* _Requirements_: Give back exactly the lines from the "Target: paved promenade" line to the final line of the records, and only those, minus any pictures.

[Coordinate annotation records]

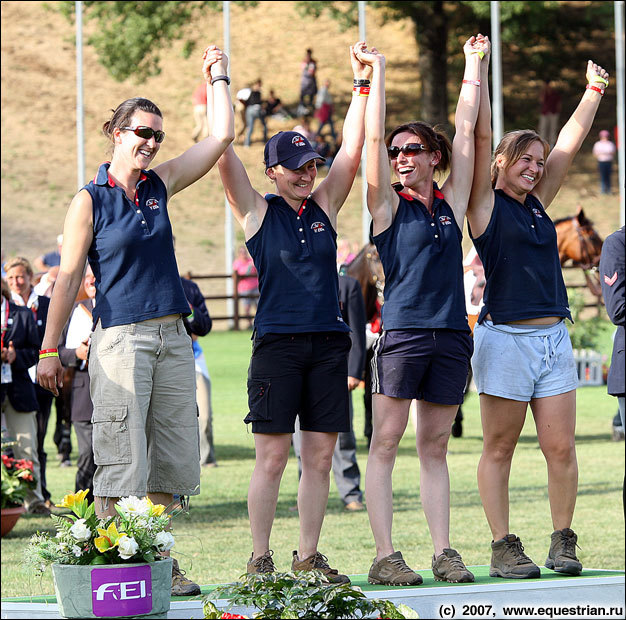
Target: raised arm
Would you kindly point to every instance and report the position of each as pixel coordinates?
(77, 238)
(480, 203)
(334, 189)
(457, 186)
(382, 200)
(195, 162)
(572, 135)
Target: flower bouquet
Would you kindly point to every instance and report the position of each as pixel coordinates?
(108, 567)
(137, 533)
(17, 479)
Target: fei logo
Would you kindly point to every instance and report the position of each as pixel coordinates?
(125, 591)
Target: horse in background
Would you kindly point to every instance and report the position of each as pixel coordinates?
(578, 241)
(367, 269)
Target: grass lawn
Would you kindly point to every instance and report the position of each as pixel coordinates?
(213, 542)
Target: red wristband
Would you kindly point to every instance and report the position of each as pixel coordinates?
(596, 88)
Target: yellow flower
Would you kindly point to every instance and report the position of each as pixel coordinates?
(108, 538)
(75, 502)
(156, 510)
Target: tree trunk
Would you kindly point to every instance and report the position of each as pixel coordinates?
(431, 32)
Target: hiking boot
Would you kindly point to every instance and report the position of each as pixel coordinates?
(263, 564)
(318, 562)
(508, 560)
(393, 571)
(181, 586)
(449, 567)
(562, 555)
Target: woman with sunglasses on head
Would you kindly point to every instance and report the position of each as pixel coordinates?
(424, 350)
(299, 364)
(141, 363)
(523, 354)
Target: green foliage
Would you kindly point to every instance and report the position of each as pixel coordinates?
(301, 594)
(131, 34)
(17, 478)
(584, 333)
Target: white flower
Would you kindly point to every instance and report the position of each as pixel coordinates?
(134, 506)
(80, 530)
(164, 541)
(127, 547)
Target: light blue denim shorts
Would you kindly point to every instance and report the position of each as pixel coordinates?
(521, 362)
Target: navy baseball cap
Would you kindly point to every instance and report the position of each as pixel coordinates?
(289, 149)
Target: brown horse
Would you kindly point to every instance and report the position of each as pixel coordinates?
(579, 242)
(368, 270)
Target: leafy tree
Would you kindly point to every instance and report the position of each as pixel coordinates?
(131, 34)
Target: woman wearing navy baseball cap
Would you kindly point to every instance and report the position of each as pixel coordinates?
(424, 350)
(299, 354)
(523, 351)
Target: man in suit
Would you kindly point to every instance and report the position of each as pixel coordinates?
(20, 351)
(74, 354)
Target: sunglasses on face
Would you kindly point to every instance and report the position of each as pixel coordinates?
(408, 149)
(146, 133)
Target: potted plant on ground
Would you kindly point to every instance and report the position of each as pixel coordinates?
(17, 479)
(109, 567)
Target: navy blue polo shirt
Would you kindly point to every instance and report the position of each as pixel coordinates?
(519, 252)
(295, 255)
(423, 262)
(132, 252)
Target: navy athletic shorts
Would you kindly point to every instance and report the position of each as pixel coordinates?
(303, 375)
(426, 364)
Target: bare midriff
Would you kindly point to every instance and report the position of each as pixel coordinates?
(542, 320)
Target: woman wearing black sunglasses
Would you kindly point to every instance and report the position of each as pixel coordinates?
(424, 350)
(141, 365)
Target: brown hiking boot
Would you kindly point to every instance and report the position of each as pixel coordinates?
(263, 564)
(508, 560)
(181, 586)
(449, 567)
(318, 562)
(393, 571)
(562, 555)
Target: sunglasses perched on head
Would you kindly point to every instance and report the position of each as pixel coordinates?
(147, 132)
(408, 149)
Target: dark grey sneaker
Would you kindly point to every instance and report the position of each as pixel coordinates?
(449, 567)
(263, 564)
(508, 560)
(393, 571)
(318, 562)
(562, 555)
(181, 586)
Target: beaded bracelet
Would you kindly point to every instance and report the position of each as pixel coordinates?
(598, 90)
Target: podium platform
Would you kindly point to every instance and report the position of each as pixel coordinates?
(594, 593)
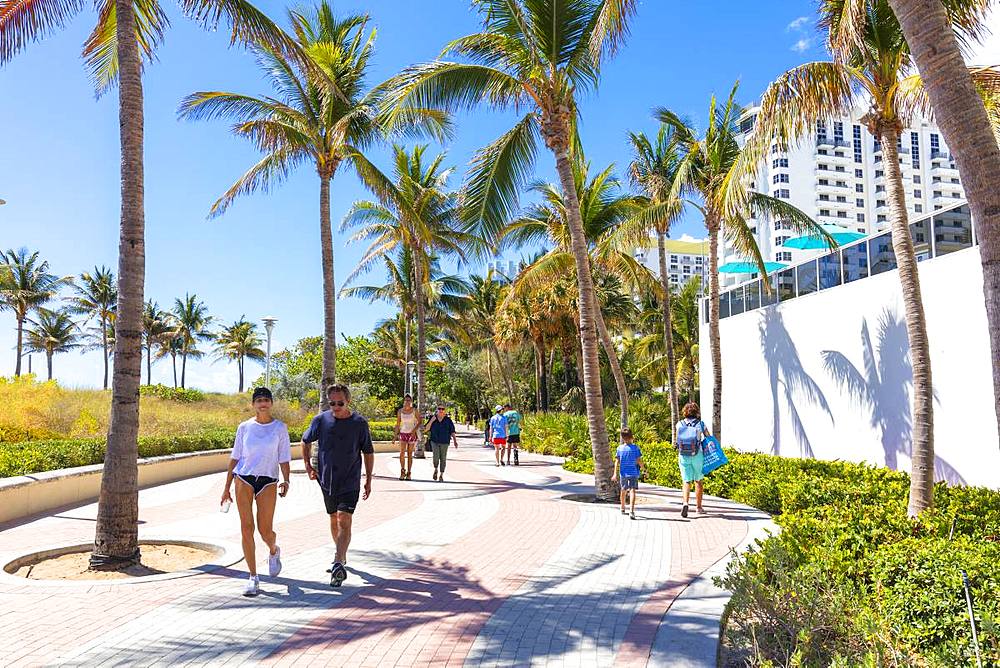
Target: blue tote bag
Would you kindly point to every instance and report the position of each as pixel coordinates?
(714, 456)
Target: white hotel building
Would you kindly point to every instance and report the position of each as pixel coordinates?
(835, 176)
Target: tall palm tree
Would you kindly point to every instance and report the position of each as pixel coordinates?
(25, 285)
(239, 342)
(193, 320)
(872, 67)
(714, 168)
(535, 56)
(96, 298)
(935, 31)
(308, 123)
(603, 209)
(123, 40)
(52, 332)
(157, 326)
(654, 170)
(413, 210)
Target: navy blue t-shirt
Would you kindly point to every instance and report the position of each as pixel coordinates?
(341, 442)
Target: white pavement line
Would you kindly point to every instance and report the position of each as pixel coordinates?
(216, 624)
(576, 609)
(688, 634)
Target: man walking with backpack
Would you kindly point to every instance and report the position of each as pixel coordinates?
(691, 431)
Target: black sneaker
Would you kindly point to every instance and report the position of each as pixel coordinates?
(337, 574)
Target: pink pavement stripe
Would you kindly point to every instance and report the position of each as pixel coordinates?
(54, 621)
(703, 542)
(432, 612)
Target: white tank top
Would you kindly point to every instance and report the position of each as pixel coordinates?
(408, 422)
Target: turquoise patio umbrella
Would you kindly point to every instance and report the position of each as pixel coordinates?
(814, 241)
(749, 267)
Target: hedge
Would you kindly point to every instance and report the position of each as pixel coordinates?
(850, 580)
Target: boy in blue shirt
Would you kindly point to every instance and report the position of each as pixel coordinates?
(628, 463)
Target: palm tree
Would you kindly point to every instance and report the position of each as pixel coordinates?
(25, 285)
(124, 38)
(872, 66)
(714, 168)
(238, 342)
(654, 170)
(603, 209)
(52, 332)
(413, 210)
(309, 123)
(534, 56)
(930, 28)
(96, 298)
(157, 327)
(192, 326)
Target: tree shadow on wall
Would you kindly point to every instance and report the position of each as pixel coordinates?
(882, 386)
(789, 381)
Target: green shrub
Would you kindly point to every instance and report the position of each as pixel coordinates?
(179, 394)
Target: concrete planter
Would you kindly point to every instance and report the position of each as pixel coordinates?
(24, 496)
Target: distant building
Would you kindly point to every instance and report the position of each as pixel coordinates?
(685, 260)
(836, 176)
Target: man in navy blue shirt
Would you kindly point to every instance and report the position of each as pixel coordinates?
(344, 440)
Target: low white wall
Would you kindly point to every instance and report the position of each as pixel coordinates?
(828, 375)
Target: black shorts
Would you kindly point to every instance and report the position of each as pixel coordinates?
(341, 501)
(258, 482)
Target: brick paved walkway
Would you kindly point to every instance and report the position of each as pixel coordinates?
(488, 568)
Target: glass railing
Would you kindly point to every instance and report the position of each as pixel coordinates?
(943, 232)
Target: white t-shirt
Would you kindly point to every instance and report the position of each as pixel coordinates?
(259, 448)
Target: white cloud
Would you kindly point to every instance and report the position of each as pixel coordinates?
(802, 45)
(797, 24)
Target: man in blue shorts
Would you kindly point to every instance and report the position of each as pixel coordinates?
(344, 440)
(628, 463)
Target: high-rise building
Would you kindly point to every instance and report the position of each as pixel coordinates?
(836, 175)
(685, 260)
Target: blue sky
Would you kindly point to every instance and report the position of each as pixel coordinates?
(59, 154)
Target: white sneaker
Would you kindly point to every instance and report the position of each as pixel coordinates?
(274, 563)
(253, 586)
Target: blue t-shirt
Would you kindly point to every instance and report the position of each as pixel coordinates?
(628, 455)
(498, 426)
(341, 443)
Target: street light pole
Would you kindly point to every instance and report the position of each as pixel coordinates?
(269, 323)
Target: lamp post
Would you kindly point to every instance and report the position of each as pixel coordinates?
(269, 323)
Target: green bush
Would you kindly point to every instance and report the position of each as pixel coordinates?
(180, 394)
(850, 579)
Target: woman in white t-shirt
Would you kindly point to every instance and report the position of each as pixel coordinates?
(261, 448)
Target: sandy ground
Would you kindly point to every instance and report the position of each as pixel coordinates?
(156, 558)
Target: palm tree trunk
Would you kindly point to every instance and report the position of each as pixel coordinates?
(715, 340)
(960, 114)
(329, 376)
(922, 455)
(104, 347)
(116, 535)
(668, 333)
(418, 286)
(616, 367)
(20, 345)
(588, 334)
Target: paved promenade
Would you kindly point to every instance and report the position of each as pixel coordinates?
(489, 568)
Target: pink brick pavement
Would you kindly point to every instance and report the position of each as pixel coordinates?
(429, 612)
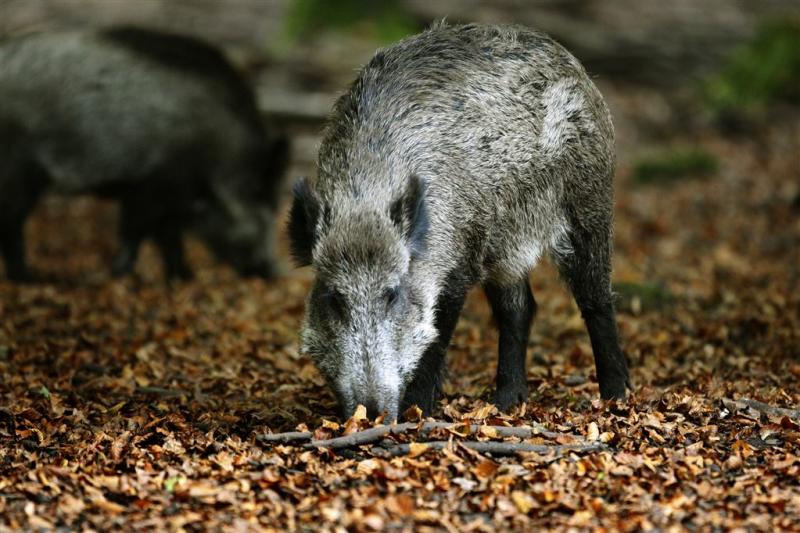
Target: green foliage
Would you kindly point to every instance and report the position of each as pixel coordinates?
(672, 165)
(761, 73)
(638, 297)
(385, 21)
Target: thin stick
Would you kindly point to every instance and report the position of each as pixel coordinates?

* _Result for this task_:
Target: paved promenade
Would you kindly point to every instance and report the position of each as pixel coordinates?
(489, 568)
Target: pink brick pavement
Would you kindly point to every instance and report the position of each as pixel coordinates?
(429, 612)
Target: green foliage
Would you kindly point to every instance and report the position of each as pixel coordinates?
(672, 165)
(761, 73)
(638, 297)
(385, 21)
Target: thin stick
Would you kindly point to every instance and report the position of each as pixel coordinates?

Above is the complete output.